In the entries that follow, find the line containing "Target: stone floor"; from there, copy every line exactly through the line containing "Target: loudspeaker".

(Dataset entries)
..............................

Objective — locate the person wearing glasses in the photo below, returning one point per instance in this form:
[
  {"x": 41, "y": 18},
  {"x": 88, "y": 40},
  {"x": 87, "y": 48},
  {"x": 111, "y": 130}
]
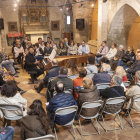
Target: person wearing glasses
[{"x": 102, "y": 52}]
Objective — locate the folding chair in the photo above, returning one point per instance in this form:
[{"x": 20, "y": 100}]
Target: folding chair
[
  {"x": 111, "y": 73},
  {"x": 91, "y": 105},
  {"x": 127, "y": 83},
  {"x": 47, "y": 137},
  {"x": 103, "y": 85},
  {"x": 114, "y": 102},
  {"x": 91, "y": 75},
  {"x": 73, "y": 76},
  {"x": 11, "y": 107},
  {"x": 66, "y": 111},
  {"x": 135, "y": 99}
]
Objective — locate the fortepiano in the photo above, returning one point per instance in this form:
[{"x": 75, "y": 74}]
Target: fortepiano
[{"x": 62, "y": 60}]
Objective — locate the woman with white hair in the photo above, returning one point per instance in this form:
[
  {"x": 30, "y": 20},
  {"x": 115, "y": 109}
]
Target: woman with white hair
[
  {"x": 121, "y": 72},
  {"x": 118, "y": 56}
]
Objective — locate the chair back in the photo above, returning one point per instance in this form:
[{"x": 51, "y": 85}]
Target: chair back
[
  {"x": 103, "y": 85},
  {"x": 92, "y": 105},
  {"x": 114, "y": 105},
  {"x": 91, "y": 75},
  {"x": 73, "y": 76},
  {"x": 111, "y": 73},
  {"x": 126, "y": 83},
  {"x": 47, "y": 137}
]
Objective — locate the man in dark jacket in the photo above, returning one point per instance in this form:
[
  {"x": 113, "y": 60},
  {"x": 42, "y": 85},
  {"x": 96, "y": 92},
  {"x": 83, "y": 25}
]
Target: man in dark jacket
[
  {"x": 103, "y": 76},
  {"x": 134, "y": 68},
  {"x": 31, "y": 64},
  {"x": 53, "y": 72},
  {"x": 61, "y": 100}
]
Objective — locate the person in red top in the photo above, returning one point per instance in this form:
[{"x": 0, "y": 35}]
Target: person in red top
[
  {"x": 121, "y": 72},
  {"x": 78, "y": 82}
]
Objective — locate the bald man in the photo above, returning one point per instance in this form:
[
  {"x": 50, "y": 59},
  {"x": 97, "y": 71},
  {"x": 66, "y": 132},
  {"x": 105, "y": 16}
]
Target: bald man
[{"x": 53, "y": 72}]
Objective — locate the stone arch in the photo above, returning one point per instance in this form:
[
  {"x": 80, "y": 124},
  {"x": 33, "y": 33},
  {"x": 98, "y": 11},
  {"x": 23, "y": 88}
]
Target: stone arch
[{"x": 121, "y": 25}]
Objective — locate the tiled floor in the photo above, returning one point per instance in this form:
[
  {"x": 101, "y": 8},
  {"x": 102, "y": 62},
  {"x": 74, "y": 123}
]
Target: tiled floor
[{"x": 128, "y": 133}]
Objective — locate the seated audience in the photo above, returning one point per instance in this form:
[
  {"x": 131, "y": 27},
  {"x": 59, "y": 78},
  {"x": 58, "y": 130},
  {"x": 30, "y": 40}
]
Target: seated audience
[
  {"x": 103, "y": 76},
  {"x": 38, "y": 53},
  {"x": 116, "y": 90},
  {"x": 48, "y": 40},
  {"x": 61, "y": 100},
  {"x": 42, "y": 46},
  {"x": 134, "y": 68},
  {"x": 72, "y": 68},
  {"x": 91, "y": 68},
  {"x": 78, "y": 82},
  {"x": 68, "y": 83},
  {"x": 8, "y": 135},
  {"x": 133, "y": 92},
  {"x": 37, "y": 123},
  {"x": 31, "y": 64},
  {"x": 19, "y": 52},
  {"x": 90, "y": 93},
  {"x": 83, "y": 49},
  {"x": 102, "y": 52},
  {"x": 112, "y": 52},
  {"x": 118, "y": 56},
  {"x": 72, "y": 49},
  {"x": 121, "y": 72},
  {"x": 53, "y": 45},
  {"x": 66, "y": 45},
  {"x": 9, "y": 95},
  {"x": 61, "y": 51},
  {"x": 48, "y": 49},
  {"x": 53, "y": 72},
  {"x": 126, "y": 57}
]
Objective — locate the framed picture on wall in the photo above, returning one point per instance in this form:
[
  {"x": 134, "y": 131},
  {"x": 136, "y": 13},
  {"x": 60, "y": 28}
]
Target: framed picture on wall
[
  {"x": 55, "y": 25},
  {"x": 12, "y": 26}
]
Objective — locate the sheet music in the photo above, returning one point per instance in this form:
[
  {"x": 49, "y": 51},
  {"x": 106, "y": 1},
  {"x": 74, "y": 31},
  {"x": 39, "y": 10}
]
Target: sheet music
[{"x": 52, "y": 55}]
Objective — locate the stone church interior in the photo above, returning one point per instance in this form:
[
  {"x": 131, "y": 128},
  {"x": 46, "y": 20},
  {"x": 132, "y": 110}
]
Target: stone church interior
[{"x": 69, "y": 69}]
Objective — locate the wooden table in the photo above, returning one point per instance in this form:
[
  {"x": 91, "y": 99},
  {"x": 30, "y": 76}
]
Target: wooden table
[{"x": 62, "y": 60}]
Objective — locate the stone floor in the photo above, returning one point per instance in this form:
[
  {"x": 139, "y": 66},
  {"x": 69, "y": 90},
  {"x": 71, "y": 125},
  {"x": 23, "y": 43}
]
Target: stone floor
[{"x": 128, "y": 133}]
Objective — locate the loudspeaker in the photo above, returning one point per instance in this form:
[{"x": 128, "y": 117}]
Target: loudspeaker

..............................

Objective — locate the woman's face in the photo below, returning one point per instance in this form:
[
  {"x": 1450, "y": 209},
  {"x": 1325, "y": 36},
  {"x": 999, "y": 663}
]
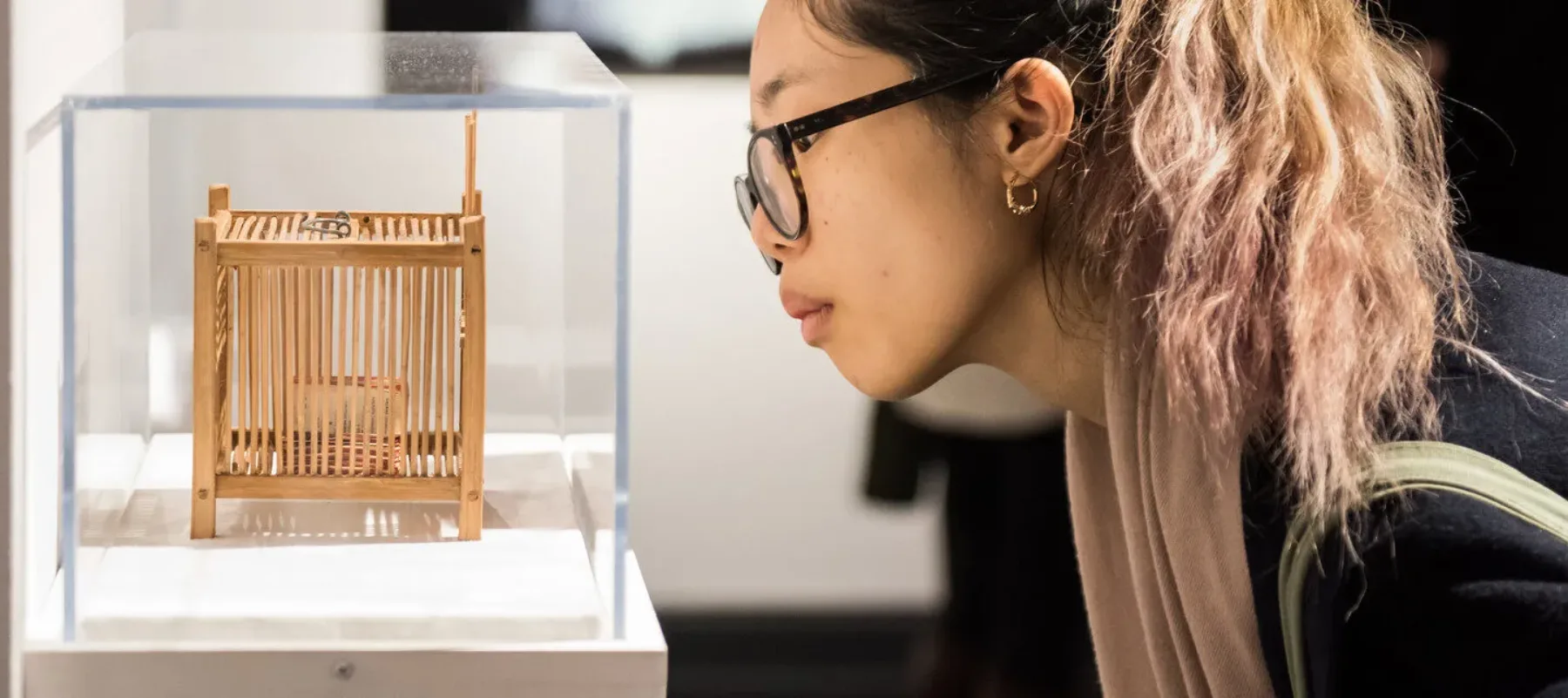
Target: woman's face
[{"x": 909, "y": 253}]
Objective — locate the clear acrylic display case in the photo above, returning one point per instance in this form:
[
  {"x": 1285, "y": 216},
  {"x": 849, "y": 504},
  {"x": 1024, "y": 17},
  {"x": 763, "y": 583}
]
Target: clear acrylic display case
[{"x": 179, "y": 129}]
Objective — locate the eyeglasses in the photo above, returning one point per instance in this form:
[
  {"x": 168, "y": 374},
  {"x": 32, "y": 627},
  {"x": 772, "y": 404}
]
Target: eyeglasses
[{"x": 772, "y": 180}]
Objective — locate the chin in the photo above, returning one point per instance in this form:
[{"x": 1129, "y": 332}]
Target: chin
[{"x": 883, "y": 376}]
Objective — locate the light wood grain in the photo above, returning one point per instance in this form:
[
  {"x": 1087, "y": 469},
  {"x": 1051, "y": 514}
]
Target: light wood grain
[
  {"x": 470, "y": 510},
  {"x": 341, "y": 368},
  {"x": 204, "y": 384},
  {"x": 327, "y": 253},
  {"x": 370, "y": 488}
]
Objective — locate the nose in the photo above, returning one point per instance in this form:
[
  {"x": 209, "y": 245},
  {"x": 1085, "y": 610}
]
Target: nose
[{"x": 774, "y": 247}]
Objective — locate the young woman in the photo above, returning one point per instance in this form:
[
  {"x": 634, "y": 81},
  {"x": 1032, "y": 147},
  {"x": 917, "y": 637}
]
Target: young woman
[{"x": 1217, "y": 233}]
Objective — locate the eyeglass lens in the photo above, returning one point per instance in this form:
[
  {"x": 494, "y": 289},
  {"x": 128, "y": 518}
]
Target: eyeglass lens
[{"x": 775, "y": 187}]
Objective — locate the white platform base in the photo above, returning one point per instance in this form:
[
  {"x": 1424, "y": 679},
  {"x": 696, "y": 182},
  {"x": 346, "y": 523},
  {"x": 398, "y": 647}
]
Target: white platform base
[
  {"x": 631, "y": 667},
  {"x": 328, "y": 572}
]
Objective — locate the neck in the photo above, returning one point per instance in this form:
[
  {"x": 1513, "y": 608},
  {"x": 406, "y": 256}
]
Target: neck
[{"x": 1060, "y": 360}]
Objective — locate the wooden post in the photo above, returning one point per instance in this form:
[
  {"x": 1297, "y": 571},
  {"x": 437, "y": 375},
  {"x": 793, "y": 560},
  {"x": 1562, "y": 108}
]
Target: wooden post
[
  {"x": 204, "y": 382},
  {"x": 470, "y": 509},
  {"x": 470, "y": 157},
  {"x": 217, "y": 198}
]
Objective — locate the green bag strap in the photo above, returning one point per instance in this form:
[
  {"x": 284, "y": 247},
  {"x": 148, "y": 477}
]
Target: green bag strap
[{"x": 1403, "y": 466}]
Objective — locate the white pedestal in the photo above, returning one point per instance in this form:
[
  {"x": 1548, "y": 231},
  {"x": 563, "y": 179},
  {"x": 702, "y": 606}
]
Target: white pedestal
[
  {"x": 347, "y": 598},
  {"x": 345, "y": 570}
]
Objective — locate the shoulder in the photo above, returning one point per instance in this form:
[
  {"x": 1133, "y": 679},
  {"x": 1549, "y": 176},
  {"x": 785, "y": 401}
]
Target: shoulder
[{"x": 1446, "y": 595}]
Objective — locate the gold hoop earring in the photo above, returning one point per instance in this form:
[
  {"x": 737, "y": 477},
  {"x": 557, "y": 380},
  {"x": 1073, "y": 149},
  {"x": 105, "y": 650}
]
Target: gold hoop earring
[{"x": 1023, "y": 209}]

..............................

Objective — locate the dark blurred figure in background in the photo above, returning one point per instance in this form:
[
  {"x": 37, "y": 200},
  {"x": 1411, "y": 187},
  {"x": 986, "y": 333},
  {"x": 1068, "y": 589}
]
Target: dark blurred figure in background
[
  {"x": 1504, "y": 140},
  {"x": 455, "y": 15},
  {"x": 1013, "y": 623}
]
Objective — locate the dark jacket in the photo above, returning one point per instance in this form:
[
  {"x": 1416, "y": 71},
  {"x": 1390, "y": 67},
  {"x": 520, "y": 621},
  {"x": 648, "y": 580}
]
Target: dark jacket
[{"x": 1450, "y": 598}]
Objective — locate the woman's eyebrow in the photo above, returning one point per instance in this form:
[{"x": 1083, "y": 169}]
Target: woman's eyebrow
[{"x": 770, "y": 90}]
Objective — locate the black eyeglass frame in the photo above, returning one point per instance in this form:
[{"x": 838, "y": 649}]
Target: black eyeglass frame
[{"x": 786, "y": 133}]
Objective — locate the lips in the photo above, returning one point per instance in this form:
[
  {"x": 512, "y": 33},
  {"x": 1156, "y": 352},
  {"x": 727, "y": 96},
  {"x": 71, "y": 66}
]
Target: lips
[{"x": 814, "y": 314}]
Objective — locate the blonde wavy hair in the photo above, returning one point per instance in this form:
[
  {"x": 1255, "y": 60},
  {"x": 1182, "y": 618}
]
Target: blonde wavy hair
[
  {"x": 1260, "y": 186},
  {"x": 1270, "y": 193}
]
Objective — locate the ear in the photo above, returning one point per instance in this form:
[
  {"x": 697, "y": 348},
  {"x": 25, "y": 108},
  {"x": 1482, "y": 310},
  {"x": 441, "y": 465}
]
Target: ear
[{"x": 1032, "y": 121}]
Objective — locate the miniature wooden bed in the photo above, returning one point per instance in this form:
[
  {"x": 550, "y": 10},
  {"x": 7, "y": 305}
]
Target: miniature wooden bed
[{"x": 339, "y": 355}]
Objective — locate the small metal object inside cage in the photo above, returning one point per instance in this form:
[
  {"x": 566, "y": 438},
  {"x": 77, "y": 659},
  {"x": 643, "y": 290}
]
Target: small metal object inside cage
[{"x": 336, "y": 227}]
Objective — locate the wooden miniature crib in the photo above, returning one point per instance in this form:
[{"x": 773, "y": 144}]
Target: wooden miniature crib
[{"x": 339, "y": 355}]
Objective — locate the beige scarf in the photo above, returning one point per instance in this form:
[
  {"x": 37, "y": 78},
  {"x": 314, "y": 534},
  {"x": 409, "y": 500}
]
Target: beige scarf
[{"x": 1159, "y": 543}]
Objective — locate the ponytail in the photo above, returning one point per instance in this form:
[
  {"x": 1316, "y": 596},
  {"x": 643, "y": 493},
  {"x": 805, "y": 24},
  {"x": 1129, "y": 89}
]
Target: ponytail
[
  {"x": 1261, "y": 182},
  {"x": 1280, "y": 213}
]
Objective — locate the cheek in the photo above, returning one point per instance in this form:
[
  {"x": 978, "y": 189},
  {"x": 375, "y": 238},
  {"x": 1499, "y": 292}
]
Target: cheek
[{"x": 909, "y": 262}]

..............................

WRITTEN RESPONSE:
Target: stone floor
[{"x": 128, "y": 133}]
Objective — locate the loudspeaker in the photo above, returning one point per instance in this form:
[{"x": 128, "y": 117}]
Target: loudspeaker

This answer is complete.